Each entry that follows is to be retyped exactly. Pictures do not belong in the copy.

_SOURCE MATERIAL_:
<<<<
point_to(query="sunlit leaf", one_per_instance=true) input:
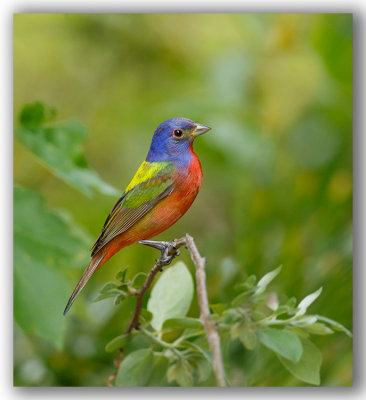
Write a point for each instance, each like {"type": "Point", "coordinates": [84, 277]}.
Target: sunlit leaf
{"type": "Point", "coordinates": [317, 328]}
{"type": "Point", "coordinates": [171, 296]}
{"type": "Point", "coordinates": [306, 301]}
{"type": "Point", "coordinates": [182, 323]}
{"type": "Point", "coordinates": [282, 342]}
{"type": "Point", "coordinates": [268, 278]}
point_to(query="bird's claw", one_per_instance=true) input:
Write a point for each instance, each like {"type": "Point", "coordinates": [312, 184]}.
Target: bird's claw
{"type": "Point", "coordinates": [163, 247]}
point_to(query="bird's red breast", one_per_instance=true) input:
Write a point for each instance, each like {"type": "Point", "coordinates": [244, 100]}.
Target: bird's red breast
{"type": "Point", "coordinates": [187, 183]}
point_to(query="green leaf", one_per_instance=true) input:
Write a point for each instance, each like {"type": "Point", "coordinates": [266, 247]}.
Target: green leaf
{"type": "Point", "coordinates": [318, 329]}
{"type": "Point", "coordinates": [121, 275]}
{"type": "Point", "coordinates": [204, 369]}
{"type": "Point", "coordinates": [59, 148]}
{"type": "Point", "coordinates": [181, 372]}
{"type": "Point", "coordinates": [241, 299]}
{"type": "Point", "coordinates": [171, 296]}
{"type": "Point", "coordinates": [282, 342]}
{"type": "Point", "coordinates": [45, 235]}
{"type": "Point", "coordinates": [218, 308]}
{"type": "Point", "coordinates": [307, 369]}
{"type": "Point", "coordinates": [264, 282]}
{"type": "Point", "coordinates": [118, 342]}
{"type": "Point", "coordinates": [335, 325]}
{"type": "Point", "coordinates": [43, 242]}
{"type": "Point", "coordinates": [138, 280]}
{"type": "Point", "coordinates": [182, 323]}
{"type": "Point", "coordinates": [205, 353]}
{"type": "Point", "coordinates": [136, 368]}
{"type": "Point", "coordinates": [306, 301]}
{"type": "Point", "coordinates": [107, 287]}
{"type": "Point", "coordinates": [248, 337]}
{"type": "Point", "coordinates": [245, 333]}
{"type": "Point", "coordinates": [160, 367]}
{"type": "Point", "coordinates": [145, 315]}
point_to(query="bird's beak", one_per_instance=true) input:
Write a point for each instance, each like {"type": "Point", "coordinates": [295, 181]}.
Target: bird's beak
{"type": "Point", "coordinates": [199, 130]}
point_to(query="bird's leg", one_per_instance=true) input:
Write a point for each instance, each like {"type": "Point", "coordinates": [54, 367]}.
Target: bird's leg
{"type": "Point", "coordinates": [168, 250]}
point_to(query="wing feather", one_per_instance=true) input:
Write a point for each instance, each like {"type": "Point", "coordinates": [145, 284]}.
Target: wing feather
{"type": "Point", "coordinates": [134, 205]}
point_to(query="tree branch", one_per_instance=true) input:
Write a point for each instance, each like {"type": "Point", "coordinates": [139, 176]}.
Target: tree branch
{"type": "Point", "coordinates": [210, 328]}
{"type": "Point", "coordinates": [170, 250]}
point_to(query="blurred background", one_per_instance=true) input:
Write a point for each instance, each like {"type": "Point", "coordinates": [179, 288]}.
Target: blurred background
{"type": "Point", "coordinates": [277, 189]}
>>>>
_RESPONSE_:
point_to(query="sunlit leaf", one_per_instance=true) input:
Write a point for each instance, each like {"type": "Point", "coordinates": [84, 277]}.
Target: sunlit leaf
{"type": "Point", "coordinates": [317, 328]}
{"type": "Point", "coordinates": [171, 296]}
{"type": "Point", "coordinates": [306, 301]}
{"type": "Point", "coordinates": [182, 323]}
{"type": "Point", "coordinates": [282, 342]}
{"type": "Point", "coordinates": [268, 278]}
point_to(query="bird's claw", one_per_instance=true) input:
Write a point for each instance, each like {"type": "Point", "coordinates": [312, 184]}.
Target: bird's claw
{"type": "Point", "coordinates": [163, 247]}
point_to(query="bird's red breast", one_per_instance=true) input:
Write a point for each instance, each like {"type": "Point", "coordinates": [244, 100]}.
Target: bird's red breast
{"type": "Point", "coordinates": [187, 183]}
point_to(query="green leaf", one_per_instance=true) input:
Write a point for each instance, each like {"type": "Point", "coordinates": [266, 247]}.
Target: green leaf
{"type": "Point", "coordinates": [318, 329]}
{"type": "Point", "coordinates": [121, 275]}
{"type": "Point", "coordinates": [204, 369]}
{"type": "Point", "coordinates": [59, 148]}
{"type": "Point", "coordinates": [181, 372]}
{"type": "Point", "coordinates": [241, 299]}
{"type": "Point", "coordinates": [171, 296]}
{"type": "Point", "coordinates": [282, 342]}
{"type": "Point", "coordinates": [45, 235]}
{"type": "Point", "coordinates": [218, 308]}
{"type": "Point", "coordinates": [307, 369]}
{"type": "Point", "coordinates": [264, 282]}
{"type": "Point", "coordinates": [118, 342]}
{"type": "Point", "coordinates": [335, 325]}
{"type": "Point", "coordinates": [43, 242]}
{"type": "Point", "coordinates": [138, 280]}
{"type": "Point", "coordinates": [182, 323]}
{"type": "Point", "coordinates": [205, 353]}
{"type": "Point", "coordinates": [136, 368]}
{"type": "Point", "coordinates": [306, 301]}
{"type": "Point", "coordinates": [107, 287]}
{"type": "Point", "coordinates": [248, 337]}
{"type": "Point", "coordinates": [245, 333]}
{"type": "Point", "coordinates": [160, 367]}
{"type": "Point", "coordinates": [145, 315]}
point_to(query="bird's beak", one_per_instance=true) input:
Write a point for each instance, each like {"type": "Point", "coordinates": [295, 181]}.
Target: bird's beak
{"type": "Point", "coordinates": [199, 130]}
point_to(query="bird's leg", one_per_instance=true) input:
Write a point for each instance, each like {"type": "Point", "coordinates": [54, 367]}.
Target: bird's leg
{"type": "Point", "coordinates": [168, 250]}
point_to(query="wing feather", one_per_instance=true) input:
Write a point for each instance, each like {"type": "Point", "coordinates": [145, 284]}.
Target: wing feather
{"type": "Point", "coordinates": [134, 205]}
point_to(query="tree branch", one_per_instance=true) input:
Write a point for each instance, each like {"type": "Point", "coordinates": [139, 176]}.
Target: tree branch
{"type": "Point", "coordinates": [210, 328]}
{"type": "Point", "coordinates": [170, 250]}
point_to(query="blurred background", one_per_instance=true) input:
Write a point for each instance, each like {"type": "Point", "coordinates": [179, 288]}.
Target: blurred background
{"type": "Point", "coordinates": [277, 189]}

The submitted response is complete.